▶ Excerpt to read

24 Advantages and Disadvantages of GMOs


GMOs are usually used as a reference for food products, but it is an abbreviation that stands for “genetically modified organism.” A GMO is created when the genes from one species are artificially forced, in laboratory conditions, into the gene structures of unrelated plants or animals. These genes can originate from any living being, plant, or creature, including humans, and be forced into the genetic structure of any other living organism.

Sometimes GMOs are referred to as transgenic products. That is because of the genetic transfer which occurs during modern GMO research. The process may also be referred to as genetic modification or genetic engineering, but all these terms lead to the same approach to organism modification.

And the reason why GMOs are usually referenced to food products is because that is where most GMOs are found.

Since the 1990s, when the first GMOs were introduced into the human food supply chain, the advantages and disadvantages of this technology and its outcomes have been debated. The US has somewhat embraced GMOs, while the rest of the world has treated them with great hesitation.

Here are the key advantages and disadvantages of GMOs to think about.

What Are the Advantages of GMOs?

1. GMO crops can be tailored to provide better health benefits.
GMO foods can be modified so that they provide a complete nutritional profile. Multiple vitamins and minerals can be built into the crops as they grown by adjusting the genetic profile of the plant, making it possible for people to get what they need with fewer foods and lower costs. That makes it possible to provide more people who are living in poverty with the food resources they need to maintain their health.

2. There is the possibility of an increased shelf life.

▶ Excerpted records
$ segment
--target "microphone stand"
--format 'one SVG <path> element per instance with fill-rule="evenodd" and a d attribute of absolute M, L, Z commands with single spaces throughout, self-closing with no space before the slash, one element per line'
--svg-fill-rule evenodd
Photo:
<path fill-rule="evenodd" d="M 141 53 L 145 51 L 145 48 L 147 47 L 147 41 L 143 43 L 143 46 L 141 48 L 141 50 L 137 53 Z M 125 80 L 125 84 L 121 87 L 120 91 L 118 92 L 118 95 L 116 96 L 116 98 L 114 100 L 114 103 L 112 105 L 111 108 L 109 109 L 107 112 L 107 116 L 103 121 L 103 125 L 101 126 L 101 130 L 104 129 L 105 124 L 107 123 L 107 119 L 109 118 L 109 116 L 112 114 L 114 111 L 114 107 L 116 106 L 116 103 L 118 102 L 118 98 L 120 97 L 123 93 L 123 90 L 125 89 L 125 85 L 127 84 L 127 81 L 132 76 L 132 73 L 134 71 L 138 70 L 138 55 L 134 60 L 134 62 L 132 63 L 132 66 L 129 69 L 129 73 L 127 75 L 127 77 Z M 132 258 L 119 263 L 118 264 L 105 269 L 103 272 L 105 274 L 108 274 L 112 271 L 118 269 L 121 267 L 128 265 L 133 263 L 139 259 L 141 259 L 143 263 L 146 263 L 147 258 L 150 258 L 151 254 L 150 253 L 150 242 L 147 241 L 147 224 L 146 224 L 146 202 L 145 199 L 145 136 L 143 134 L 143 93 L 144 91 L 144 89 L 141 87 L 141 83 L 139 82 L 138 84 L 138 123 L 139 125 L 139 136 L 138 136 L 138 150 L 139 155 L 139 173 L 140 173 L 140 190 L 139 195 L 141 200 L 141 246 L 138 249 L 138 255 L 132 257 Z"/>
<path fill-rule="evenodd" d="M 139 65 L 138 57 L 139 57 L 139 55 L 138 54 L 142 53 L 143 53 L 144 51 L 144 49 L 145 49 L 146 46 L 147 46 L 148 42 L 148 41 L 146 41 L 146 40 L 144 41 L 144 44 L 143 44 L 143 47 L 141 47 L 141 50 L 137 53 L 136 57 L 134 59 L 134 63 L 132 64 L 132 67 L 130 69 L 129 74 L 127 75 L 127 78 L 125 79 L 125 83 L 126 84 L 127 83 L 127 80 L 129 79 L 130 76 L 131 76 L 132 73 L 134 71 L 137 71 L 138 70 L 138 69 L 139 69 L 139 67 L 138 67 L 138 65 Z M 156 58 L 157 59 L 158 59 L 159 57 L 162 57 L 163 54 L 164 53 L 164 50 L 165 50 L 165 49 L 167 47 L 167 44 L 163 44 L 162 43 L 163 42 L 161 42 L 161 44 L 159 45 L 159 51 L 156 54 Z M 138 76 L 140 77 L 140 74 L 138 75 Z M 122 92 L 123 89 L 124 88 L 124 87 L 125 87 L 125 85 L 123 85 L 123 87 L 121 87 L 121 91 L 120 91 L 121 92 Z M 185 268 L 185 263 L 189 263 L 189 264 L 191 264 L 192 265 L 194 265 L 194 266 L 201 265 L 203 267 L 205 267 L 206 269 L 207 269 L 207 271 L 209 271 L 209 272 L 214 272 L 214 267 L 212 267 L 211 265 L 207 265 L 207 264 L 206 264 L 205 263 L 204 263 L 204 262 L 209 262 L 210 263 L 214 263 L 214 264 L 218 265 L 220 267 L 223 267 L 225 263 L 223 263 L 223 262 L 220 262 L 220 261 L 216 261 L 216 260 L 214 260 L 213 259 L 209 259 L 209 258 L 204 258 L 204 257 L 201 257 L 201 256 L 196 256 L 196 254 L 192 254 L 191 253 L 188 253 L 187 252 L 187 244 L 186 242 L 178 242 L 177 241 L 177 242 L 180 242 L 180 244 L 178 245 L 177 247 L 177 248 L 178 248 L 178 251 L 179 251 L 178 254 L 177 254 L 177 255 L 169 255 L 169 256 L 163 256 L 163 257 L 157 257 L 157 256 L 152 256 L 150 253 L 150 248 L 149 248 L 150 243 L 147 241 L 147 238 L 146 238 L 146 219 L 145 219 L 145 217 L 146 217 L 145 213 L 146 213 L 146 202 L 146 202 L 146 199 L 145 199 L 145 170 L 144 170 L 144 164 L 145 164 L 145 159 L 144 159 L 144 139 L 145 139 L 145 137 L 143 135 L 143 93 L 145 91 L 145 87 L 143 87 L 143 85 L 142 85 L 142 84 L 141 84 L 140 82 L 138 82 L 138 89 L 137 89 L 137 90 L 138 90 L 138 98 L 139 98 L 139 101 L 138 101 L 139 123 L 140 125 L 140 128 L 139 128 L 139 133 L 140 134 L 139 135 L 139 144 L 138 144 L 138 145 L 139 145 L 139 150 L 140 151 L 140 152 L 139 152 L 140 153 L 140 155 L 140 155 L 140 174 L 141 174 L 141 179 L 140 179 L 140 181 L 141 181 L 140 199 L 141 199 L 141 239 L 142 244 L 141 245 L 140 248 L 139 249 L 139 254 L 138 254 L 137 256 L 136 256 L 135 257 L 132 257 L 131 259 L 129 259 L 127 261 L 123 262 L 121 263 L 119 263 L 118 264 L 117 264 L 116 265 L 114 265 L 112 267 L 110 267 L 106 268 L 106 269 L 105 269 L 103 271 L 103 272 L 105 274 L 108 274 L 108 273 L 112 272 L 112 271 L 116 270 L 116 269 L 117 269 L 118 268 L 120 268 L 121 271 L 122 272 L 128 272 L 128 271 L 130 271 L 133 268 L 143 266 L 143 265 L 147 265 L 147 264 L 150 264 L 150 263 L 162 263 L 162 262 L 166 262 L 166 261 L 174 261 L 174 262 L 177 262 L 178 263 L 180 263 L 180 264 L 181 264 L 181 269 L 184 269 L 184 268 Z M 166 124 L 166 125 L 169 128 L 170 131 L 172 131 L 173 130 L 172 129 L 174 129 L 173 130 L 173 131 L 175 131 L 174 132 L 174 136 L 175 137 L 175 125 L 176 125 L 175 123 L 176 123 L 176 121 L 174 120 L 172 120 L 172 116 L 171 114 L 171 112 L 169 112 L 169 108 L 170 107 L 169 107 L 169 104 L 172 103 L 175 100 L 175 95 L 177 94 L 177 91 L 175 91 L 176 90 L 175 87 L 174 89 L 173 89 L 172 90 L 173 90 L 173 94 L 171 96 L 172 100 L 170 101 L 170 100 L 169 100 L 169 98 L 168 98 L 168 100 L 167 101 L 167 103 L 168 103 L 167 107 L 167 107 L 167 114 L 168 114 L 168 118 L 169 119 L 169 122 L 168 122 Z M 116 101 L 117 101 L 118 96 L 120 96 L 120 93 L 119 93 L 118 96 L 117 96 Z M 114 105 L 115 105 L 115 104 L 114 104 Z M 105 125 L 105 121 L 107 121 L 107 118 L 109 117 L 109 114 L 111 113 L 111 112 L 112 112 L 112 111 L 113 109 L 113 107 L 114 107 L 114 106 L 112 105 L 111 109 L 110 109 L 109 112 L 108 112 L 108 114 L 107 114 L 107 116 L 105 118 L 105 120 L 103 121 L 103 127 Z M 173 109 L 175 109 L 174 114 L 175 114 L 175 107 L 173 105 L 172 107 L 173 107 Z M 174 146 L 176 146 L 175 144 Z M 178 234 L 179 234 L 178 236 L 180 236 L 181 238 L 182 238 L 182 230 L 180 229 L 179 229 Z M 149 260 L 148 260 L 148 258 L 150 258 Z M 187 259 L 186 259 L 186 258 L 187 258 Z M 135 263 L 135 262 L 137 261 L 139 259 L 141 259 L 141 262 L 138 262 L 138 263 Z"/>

▶ Task goal
According to the GMO article, in which decade were the first GMOs introduced into the human food supply chain? Rely only on the GMO article, not on the data.

▶ Task response
The 1990s.